=== To-do list ===
- 1) In the sermon excerpt, at which church was the Morning Prayer service held?
- 2) Write a continuation of the sermon excerpt, beginning immediately after its final listed parable.

=== Text excerpt ===
The Good Samaritan ... a stained glass window in Saint Mary’s Cathedral, Limerick (Photograph: Patrick Comerford, 2019)

Patrick Comerford

Sunday 14 July 2019

The Fourth Sunday after Trinity

11.30 a.m.: Morning Prayer, Holy Trinity Church, Rathkeale, Co Limerick

Readings: Amos 7: 7-17; Psalm 82; Colossians 1: 1-14; Luke 10: 25-37.

An Orthodox icon of the Parable of the Good Samaritan, interpreting the parable according to the Patristic and Orthodox tradition (Click on image for full-screen viewing)

May I speak to you in the name of God, + Father, Son and Holy Spirit, Amen.

One of the difficulties I face when I come to preaching, I have to admit, is that in most parishes most of are familiar with most of the great parables.

This year [2019, Year C], the Lectionary readings are inviting us to work our way through Saint Luke’s Gospel, which is full of healing stories and parables.

Most of us are familiar – or think we are familiar with – these great parables:

● the Good Samaritan (Luke 10: 25-37, this morning, 14 July 2019)
● the rich man with his barns who wants to ‘eat, drink and be merry’ (Luke 12: 13-21, 4 August 2019)
● the thief in the night (Luke 12: 32-40, 11 August 2019)
● the guests at the wedding banquet (Luke 14: 1, 7-14, 1 September 2019)
● the lost sheep and the lost coin (Luke 15: 1-10, 15 September 2019)
● the Prodigal Son (Luke 15: 11-32, 31 March 2019)
● the unjust steward (Luke 16: 1-13, 22 September 2019)
● Dives and Lazarus (Luke 16: 19-31, 29 September 2019)
● the widow who nags and nags at the judge (Luke 18: 1-8, 20 October 2019)
● the Pharisee and the tax-collector (Luke 18: 9-14, 27 October 2019).

=== Information given ===
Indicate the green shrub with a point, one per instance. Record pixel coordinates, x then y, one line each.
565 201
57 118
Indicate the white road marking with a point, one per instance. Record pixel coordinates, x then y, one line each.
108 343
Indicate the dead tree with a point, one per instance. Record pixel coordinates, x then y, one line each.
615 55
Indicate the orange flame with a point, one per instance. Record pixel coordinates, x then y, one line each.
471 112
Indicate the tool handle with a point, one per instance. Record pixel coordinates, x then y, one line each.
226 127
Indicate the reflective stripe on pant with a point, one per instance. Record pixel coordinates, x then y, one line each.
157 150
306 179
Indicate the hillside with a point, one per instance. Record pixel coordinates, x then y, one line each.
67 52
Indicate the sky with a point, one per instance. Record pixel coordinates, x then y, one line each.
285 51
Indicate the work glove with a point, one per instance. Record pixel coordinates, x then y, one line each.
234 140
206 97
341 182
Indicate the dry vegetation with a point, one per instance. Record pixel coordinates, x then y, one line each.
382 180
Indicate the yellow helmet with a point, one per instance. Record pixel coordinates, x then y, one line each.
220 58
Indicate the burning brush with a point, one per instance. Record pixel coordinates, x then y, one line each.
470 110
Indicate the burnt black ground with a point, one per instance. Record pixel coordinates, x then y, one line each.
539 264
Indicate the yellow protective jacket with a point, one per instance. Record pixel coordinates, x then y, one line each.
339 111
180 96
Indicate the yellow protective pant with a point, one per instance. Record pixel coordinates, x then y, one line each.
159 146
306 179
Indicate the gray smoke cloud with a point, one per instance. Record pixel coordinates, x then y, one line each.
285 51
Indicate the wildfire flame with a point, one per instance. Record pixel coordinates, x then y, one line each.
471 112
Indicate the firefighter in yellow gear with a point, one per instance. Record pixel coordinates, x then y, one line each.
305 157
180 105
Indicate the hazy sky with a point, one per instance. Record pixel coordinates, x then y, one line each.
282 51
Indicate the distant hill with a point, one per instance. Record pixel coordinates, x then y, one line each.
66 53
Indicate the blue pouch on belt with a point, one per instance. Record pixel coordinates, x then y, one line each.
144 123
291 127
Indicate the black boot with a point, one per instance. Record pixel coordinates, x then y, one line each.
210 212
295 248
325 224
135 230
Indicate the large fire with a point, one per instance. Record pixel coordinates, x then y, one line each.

=== Exercise results ===
- 1) Holy Trinity Church, Rathkeale, Co Limerick.

- 2)
Regular churchgoers are so familiar with these parables, we know who to identify with, who is being chided, what the lesson is, and what to expect in the sermon.

Or do we?

The story of the Parable of the Good Samaritan, which we have read this morning, is so familiar to all of us that we all know how to use the term Samaritan … well, don’t we?

A Good Samaritan is someone who comes to our aid in time of need, who goes over and beyond the demands of duty, a good listener, a good neighbour, a giver, a helping hand …

In a conversation in Limerick with distant cousins earlier this week, I was identifying my own Good Samaritans in the world today, including Carola Rackete, the German sea captain who defied Italy’s ban on migrant rescue ships last month by forcing her way into the port of Lampedusa with 42 migrants rescued at sea.

But there are other characters, other dramatis personæ, in this parable too … who would identify with the man who has been beaten up and left by the road?

We all pretend we have not but probably have met characters who might easily be in that band of robbers.

I should worry that people might compare me less with the Good Samaritan and more with the priest and the Levite hurrying and scurrying to the Temple, two men who might well have made very good and upright deans and canons today.

How many of us would identify with the innkeeper, worried about somebody who is going to make a mess of one of the last rooms we have left available at a busy time of holidays and pilgrimages?

How many of us, instead, would identify with the man who has been beaten up and left half dead on the side of the road?

How often have I been beaten up on the pathway through life?

Beaten up by family rows and divisions?

Beaten up by depression, anxiety and low self-esteem?

Beaten up by job loss or finding it difficult to find meaning in life?

Beaten up by rejection in love, in friendship, by bullies, in employment?

Beaten up by ill-health, physical and psychological, when people pass by and think I ought to pull myself up by own bootstraps?

Beaten up by addictions that other people think are my own fault, so they pass me by on the other side of the road?

Well that man brought it all on himself, didn’t he, straying off the straight and narrow, instead of keeping focussed on the holy city, the Jerusalem of this parable, turning his face towards Jericho, the oldest city in the world, representing every city with its fleshpots and decadence?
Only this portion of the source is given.